Researchers from KU Leuven in Belgium have developed a new antibacterial strategy that weakens bacteria by preventing them from cooperating. The researchers showed that blocking slime (extracellular polymeric substance) production of salmonella bacteria weakens the bacterial community, making it easier to remove.
They used a chemical, antibacterial substance 2-cyclopentenyl-5-(4-chlorophenyl)-2-aminoimidazole, a specific member of the class of 5-aryl-2-aminoimidazoles as extracellular polymeric substance (EPS) inhibitor. Researchers at KU Leuven previously reported utility of 5-aryl-2-aminoimidazoles in preventing EPS production of salmonella bacteria.
The findings of this study are published in Nature Communications.
Traditional antibiotics kill or reduce the activity of individual bacteria. Some bacteria become resistant to these antibiotics, allowing them to grow further and take over from non-resistant ones. The use of antibiotics, therefore, causes more and more bacteria to become resistant to antibiotics. Bacteria, however, also exhibit group behavior: for example, they can make a protective slime layer or biofilm that envelops their entire bacterial community. The social behavior of bacteria is an interesting new target for antibacterial therapy. Their experiments also suggested a reduction of antibiotic resistance development.
Researchers note that there are several applications possible in agriculture, industry, and even households. To this end, the researchers collaborate with experts in various applications, and with producers of animal feeds and cleaning products and disinfectants. The researchers are also investigating whether they can reproduce the phenomenon in other forms of microbial collaboration, and with other bacteria.

**Recorded data:**
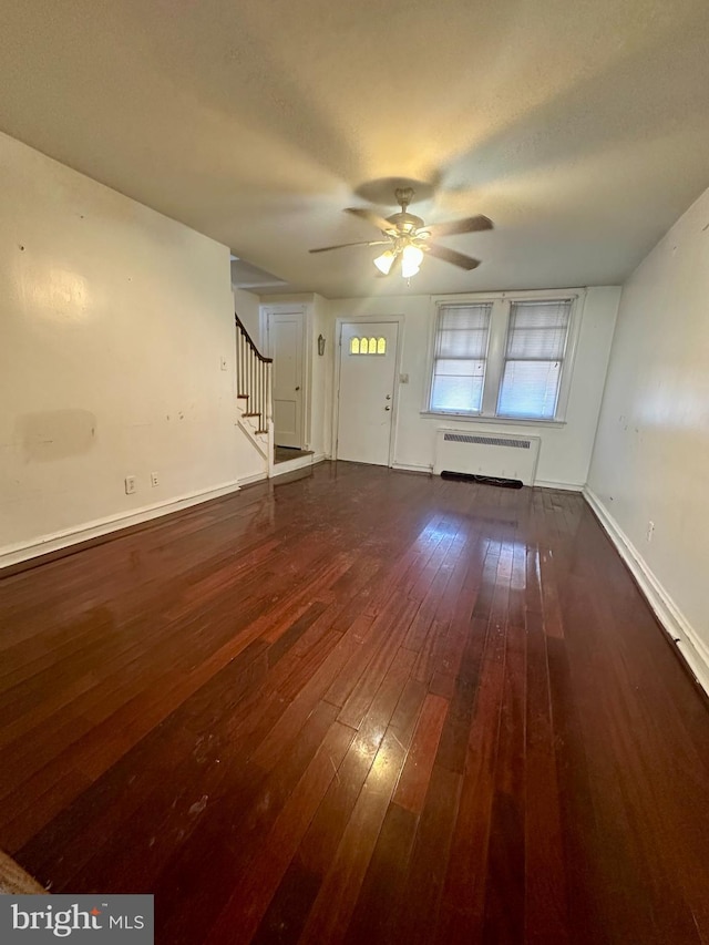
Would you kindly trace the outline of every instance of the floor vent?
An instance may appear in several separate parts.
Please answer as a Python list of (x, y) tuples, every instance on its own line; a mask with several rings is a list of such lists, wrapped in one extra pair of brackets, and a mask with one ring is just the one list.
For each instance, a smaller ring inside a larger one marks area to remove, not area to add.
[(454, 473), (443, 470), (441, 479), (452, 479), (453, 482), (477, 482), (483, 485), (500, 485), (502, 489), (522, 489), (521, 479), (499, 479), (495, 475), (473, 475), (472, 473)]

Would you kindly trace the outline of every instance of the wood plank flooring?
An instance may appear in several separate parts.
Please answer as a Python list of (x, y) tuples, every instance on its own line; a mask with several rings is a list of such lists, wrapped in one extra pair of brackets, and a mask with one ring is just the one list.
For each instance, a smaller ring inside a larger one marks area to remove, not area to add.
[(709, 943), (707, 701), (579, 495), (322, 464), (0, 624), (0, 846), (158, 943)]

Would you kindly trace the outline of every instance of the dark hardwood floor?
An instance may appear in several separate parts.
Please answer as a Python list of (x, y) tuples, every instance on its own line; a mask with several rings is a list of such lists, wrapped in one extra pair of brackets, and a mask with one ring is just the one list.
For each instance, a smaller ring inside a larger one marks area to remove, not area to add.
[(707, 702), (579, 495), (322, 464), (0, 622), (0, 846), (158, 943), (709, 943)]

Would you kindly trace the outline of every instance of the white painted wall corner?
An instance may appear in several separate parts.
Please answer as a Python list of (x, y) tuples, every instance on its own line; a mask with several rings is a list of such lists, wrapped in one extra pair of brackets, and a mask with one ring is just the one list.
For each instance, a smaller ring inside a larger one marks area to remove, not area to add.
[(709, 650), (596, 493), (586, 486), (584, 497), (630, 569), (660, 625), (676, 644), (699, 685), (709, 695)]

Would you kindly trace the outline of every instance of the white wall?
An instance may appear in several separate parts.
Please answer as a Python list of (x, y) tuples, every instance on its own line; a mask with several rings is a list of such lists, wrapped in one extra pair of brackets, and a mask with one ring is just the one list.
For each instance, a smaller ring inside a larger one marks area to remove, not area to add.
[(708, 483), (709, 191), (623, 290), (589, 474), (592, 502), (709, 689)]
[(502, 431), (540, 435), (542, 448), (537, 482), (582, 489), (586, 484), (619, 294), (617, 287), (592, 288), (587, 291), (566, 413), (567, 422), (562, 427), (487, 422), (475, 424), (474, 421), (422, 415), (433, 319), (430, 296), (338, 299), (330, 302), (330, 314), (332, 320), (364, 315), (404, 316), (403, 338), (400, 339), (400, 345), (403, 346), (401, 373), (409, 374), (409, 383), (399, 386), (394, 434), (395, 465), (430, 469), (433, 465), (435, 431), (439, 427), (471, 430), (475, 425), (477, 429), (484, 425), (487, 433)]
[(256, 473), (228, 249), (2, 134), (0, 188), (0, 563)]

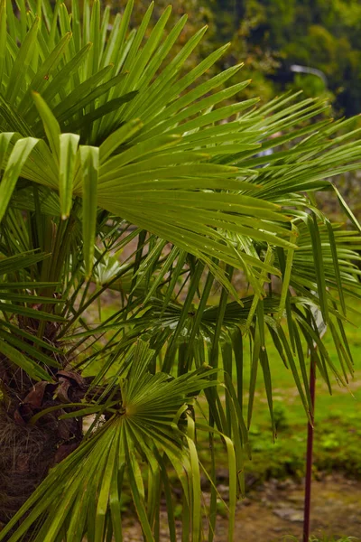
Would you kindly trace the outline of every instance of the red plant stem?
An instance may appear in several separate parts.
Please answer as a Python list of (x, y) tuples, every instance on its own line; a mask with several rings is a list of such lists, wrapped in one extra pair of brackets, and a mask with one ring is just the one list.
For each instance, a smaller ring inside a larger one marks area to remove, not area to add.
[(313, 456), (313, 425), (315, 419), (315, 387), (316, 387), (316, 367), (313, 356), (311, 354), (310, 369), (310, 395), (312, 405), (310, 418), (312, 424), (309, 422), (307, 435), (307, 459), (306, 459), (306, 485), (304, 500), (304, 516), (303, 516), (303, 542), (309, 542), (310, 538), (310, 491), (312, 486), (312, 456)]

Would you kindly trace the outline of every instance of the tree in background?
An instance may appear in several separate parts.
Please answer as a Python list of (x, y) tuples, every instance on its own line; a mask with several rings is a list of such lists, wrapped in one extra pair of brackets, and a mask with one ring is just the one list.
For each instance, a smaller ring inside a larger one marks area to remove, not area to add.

...

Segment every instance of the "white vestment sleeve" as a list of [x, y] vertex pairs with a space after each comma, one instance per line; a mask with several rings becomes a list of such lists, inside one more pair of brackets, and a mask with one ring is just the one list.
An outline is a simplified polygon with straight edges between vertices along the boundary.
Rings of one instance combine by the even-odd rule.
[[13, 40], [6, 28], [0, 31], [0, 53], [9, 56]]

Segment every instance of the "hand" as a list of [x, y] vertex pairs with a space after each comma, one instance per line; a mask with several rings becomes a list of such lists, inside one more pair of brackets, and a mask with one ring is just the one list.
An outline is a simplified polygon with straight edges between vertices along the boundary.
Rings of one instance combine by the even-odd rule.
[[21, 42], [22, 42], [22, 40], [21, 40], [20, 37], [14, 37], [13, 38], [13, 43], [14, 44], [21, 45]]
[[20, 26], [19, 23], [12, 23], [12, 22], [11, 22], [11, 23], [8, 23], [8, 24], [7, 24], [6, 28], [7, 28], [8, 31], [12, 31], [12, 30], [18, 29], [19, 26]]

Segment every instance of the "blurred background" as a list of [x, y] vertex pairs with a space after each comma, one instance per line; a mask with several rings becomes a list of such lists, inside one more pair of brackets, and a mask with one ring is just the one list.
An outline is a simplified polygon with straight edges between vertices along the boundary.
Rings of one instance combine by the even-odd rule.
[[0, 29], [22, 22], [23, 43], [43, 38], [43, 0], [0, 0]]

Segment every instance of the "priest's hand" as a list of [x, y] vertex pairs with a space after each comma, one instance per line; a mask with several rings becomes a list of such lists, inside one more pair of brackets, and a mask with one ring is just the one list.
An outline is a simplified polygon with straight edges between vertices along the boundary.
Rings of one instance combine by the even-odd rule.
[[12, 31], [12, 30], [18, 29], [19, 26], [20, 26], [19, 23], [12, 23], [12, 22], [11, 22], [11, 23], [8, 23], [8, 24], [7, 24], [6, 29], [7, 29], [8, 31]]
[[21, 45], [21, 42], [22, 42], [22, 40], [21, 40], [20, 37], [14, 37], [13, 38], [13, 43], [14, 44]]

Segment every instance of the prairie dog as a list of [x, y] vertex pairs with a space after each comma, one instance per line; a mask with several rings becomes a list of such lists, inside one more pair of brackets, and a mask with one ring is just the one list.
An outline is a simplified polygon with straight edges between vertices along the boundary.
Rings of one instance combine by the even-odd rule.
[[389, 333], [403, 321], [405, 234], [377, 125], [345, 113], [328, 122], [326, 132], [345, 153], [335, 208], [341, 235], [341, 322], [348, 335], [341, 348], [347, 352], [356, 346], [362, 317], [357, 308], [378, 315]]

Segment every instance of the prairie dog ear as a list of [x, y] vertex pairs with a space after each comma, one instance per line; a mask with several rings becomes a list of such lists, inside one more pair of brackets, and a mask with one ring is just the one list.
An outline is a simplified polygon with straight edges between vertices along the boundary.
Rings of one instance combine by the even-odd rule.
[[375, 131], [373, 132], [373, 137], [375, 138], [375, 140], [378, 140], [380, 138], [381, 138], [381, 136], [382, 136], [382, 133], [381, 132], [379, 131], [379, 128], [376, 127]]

**Work request:**
Repeat word for word the part of the report on blocking bacterial slime starting with "They used a" and going on through "in Nature Communications.". The listing is separate material and has no connection to the report on blocking bacterial slime.

**Answer area:**
They used a chemical, antibacterial substance 2-cyclopentenyl-5-(4-chlorophenyl)-2-aminoimidazole, a specific member of the class of 5-aryl-2-aminoimidazoles as extracellular polymeric substance (EPS) inhibitor. Researchers at KU Leuven previously reported utility of 5-aryl-2-aminoimidazoles in preventing EPS production of salmonella bacteria.
The findings of this study are published in Nature Communications.